* _TASK INSTRUCTIONS_
Go through the entries and tally the lines containing the word "with". Only the total is wanted.

* _SOURCE INFORMATION_
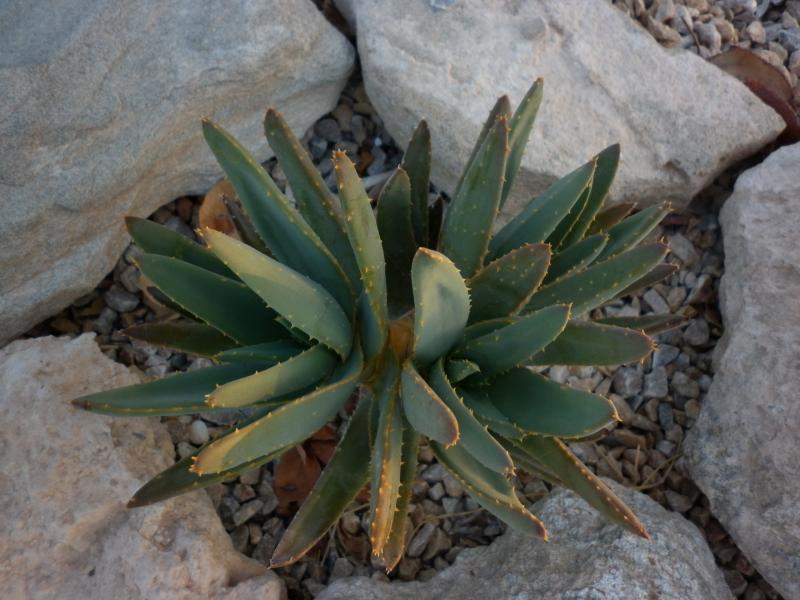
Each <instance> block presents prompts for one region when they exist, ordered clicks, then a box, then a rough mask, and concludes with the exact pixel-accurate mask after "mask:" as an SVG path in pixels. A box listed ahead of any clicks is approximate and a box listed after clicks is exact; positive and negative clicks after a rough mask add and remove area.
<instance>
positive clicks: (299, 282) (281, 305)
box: [203, 229, 353, 358]
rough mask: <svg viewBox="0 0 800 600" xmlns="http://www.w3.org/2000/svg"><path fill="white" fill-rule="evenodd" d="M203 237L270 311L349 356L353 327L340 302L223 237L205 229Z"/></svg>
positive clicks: (246, 246) (323, 289)
mask: <svg viewBox="0 0 800 600" xmlns="http://www.w3.org/2000/svg"><path fill="white" fill-rule="evenodd" d="M203 235H204V236H205V238H206V241H207V242H208V245H209V247H210V248H211V251H212V252H213V253H214V254H216V255H217V256H219V257H220V258H221V259H222V260H223V261H224V262H225V264H226V265H228V266H229V267H230V268H231V269H232V270H233V271H234V273H236V275H237V276H238V277H239V278H240V279H241V280H242V281H244V282H245V283H246V284H247V286H248V287H249V288H250V289H252V290H253V291H254V292H255V293H256V294H258V296H260V297H261V299H262V300H263V302H266V304H267V305H268V306H269V307H270V308H272V309H273V310H275V311H276V312H277V313H278V314H280V315H281V316H282V317H283V318H285V319H286V320H287V321H288V322H289V323H291V324H292V326H294V327H296V328H297V329H299V330H300V331H302V332H303V333H305V334H306V335H308V336H310V337H311V338H313V339H315V340H319V341H320V342H321V343H322V344H325V345H326V346H328V347H329V348H331V349H332V350H334V351H335V352H336V353H337V354H338V355H339V356H340V357H342V358H346V357H347V356H348V355H349V353H350V348H351V346H352V343H353V332H352V326H351V325H350V321H349V320H348V318H347V316H346V315H345V313H344V311H343V310H342V309H341V307H340V306H339V304H338V302H336V300H335V299H334V298H333V296H331V295H330V294H329V293H328V292H327V290H325V288H323V287H322V286H321V285H319V284H318V283H316V282H315V281H312V280H311V279H309V278H308V277H306V276H304V275H302V274H300V273H298V272H296V271H294V270H292V269H291V268H289V267H287V266H286V265H284V264H281V263H280V262H278V261H277V260H275V259H272V258H270V257H268V256H265V255H264V254H261V253H260V252H258V251H257V250H254V249H253V248H251V247H250V246H248V245H246V244H243V243H242V242H237V241H236V240H234V239H233V238H230V237H228V236H226V235H224V234H222V233H219V232H217V231H213V230H210V229H206V230H205V231H204V232H203ZM220 308H224V309H225V310H227V311H228V312H231V313H235V312H237V311H236V310H231V308H232V307H231V306H230V305H229V304H225V303H222V304H221V305H220ZM250 325H251V326H252V323H251V324H250Z"/></svg>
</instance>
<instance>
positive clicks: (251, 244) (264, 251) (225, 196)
mask: <svg viewBox="0 0 800 600" xmlns="http://www.w3.org/2000/svg"><path fill="white" fill-rule="evenodd" d="M222 203H223V204H224V205H225V208H226V209H227V210H228V213H229V214H230V216H231V221H233V225H234V227H236V232H237V233H238V234H239V237H240V238H241V240H242V241H243V242H244V243H245V244H247V245H248V246H250V247H251V248H255V249H256V250H258V251H259V252H261V254H266V255H267V256H272V253H271V252H270V251H269V248H267V246H266V244H264V241H263V240H262V239H261V237H260V236H259V235H258V232H257V231H256V228H255V227H253V222H252V221H251V220H250V217H248V216H247V214H246V213H245V212H244V209H243V208H242V206H241V204H239V202H237V201H236V200H234V199H233V198H228V197H227V196H222Z"/></svg>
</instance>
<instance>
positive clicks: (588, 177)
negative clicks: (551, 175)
mask: <svg viewBox="0 0 800 600" xmlns="http://www.w3.org/2000/svg"><path fill="white" fill-rule="evenodd" d="M594 169H595V161H594V160H591V161H589V162H588V163H586V164H584V165H582V166H580V167H578V168H577V169H575V170H574V171H573V172H572V173H570V174H569V175H566V176H564V177H562V178H561V179H559V180H558V181H556V182H555V183H553V184H552V185H551V186H550V187H549V188H547V189H546V190H545V191H544V192H542V193H541V194H540V195H539V196H537V197H536V198H534V199H533V200H532V201H531V202H530V203H529V204H528V205H527V206H526V207H525V208H524V209H523V210H522V212H520V213H519V214H518V215H517V216H516V217H514V219H512V220H511V221H510V222H509V223H508V224H507V225H506V226H505V227H503V228H502V229H501V230H500V231H499V232H498V233H497V235H495V236H494V237H493V238H492V241H491V244H490V245H489V257H490V258H491V259H495V258H498V257H500V256H503V255H504V254H507V253H508V252H511V251H512V250H514V249H515V248H519V247H520V246H522V245H523V244H536V243H539V242H544V241H545V240H546V239H547V238H548V236H549V235H550V234H551V233H553V231H554V230H555V229H556V227H557V226H558V224H559V223H560V222H561V221H562V220H563V219H564V218H565V217H567V216H568V215H569V212H570V211H571V210H572V208H573V206H575V204H576V203H577V202H578V200H580V198H581V195H582V194H583V192H584V190H585V189H586V187H587V186H588V185H589V184H590V183H591V181H592V175H593V174H594Z"/></svg>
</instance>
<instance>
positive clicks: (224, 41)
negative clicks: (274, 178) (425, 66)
mask: <svg viewBox="0 0 800 600" xmlns="http://www.w3.org/2000/svg"><path fill="white" fill-rule="evenodd" d="M353 60H354V51H353V48H352V46H351V45H350V44H349V42H348V41H347V40H346V39H345V38H344V37H343V36H342V35H341V34H340V33H339V32H338V31H336V30H335V29H334V28H333V27H332V26H331V25H330V24H329V23H328V22H327V21H326V20H325V19H324V17H323V16H322V15H321V14H320V13H319V11H318V10H317V9H316V7H315V6H314V5H313V3H312V2H311V1H310V0H261V1H259V2H253V1H251V0H230V1H227V2H215V1H212V0H137V1H136V2H130V1H127V0H75V1H72V2H52V1H50V0H4V1H3V2H0V139H2V140H3V143H2V145H0V213H2V215H3V218H2V219H0V242H1V243H0V273H2V274H3V276H2V278H0V344H2V343H3V342H4V341H6V340H8V339H10V338H11V337H13V336H14V335H16V334H19V333H22V332H24V331H26V330H27V329H28V328H29V327H31V326H32V325H34V324H35V323H36V322H38V321H40V320H42V319H44V318H46V317H48V316H50V315H51V314H53V313H55V312H57V311H59V310H61V309H62V308H64V307H65V306H67V305H68V304H69V303H70V302H71V301H72V300H74V299H75V298H77V297H78V296H80V295H82V294H84V293H86V292H88V291H90V290H91V289H93V288H94V287H95V286H96V285H97V283H98V282H99V281H100V279H102V277H103V276H104V275H106V274H107V273H108V272H109V271H110V270H111V269H112V267H113V265H114V262H115V261H116V260H117V258H118V257H119V254H120V252H121V251H122V249H123V248H124V247H125V244H126V243H127V238H126V236H125V234H124V233H123V227H122V217H123V216H124V215H129V214H130V215H138V216H145V215H148V214H149V213H151V212H153V211H154V210H155V209H156V208H157V207H159V206H161V205H163V204H165V203H166V202H168V201H170V200H172V199H173V198H175V197H177V196H180V195H182V194H190V193H202V192H204V191H205V190H206V189H208V188H209V187H210V186H211V184H212V183H214V181H215V180H216V179H218V178H219V177H220V169H219V168H218V166H217V164H216V163H215V161H214V159H213V157H212V155H211V152H210V151H209V150H208V149H207V148H206V146H205V144H204V143H203V142H202V137H201V132H200V123H199V120H200V118H201V117H203V116H210V117H213V118H214V119H216V120H217V121H219V122H220V123H221V124H222V125H223V126H224V127H226V128H228V129H230V130H231V131H232V132H233V133H234V134H235V135H236V136H237V137H238V138H239V139H240V140H241V141H242V142H243V143H244V145H245V146H246V147H248V148H249V149H252V150H253V151H254V152H255V154H256V156H257V157H258V158H259V159H266V158H268V157H269V155H270V153H269V151H268V147H267V144H266V141H265V139H264V135H263V131H262V126H261V120H262V118H263V116H264V111H265V109H266V108H267V107H268V106H277V107H278V108H280V109H281V111H282V112H283V113H284V115H285V116H286V118H287V119H288V121H289V124H290V125H291V126H292V128H293V129H294V130H295V131H297V132H301V133H302V132H304V131H305V130H306V129H307V128H308V127H309V126H310V125H311V124H312V123H313V122H314V121H315V120H316V119H317V118H318V117H319V116H320V115H322V114H324V113H325V112H327V111H328V110H330V109H331V108H332V107H333V106H335V104H336V100H337V98H338V96H339V93H340V91H341V89H342V87H343V86H344V84H345V83H346V80H347V77H348V75H349V73H350V71H351V69H352V65H353Z"/></svg>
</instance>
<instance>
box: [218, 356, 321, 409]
mask: <svg viewBox="0 0 800 600" xmlns="http://www.w3.org/2000/svg"><path fill="white" fill-rule="evenodd" d="M335 365H336V355H335V354H334V353H333V352H331V351H330V350H328V349H326V348H325V347H324V346H322V345H317V346H313V347H311V348H309V349H308V350H305V351H304V352H301V353H299V354H297V355H296V356H293V357H292V358H290V359H288V360H286V361H284V362H280V363H278V364H276V365H274V366H271V367H269V368H268V369H265V370H263V371H258V372H256V373H254V374H253V375H249V376H248V377H243V378H241V379H237V380H236V381H231V382H230V383H226V384H225V385H221V386H219V387H218V388H217V389H215V390H214V391H213V392H211V393H210V394H209V395H208V396H207V397H206V404H208V405H209V406H210V407H211V408H239V407H242V406H247V405H249V404H258V403H262V402H274V401H276V400H280V399H283V398H285V397H286V396H287V395H289V394H292V393H293V392H298V391H300V390H303V389H305V388H307V387H309V386H312V385H314V384H315V383H318V382H319V381H321V380H322V379H323V378H325V377H326V376H327V375H328V374H329V373H330V372H331V371H332V370H333V368H334V366H335Z"/></svg>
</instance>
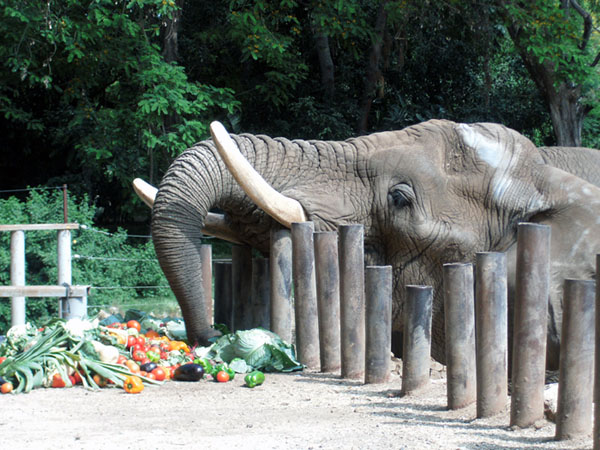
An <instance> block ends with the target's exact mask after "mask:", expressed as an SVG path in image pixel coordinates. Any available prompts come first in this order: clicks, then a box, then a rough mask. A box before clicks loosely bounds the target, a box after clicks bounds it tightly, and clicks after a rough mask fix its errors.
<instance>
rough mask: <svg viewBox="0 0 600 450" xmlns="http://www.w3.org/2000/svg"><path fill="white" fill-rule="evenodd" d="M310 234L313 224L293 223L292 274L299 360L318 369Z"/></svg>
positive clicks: (292, 247) (318, 337) (316, 298)
mask: <svg viewBox="0 0 600 450" xmlns="http://www.w3.org/2000/svg"><path fill="white" fill-rule="evenodd" d="M313 232H314V224H313V223H312V222H294V223H292V272H293V275H294V300H295V317H296V348H297V350H298V360H299V361H300V362H301V363H302V364H305V365H306V366H307V367H308V368H309V369H318V368H319V362H320V356H319V321H318V308H317V285H316V278H315V249H314V241H313Z"/></svg>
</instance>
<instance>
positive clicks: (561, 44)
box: [499, 0, 600, 146]
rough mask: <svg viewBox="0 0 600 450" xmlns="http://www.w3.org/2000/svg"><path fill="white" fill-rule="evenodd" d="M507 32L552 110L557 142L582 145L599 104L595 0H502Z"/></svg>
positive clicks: (599, 51)
mask: <svg viewBox="0 0 600 450" xmlns="http://www.w3.org/2000/svg"><path fill="white" fill-rule="evenodd" d="M499 3H500V4H501V5H502V9H501V14H502V16H503V18H504V22H505V23H506V27H507V29H508V32H509V34H510V36H511V38H512V40H513V42H514V44H515V47H516V49H517V51H518V52H519V54H520V55H521V58H522V60H523V63H524V65H525V67H526V68H527V71H528V72H529V74H530V76H531V78H532V80H533V81H534V82H535V83H536V85H537V87H538V89H539V90H540V93H541V94H542V97H543V99H544V102H545V104H546V106H547V107H548V110H549V112H550V117H551V119H552V126H553V129H554V133H555V135H556V141H557V143H558V144H559V145H566V146H580V145H581V142H582V139H581V132H582V128H583V121H584V119H585V117H586V115H587V114H588V113H589V112H590V111H591V110H592V109H593V108H594V106H595V104H597V98H596V91H597V89H598V85H599V74H598V70H597V69H596V67H597V65H598V62H599V61H600V43H599V41H598V36H597V34H598V29H597V28H596V27H595V26H594V18H593V16H592V14H593V13H597V12H598V8H599V7H600V4H598V2H596V1H582V2H581V4H580V2H578V1H577V0H560V1H559V0H556V1H544V0H536V1H532V2H510V1H500V2H499Z"/></svg>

* _SOLUTION FOR THIS TASK_
2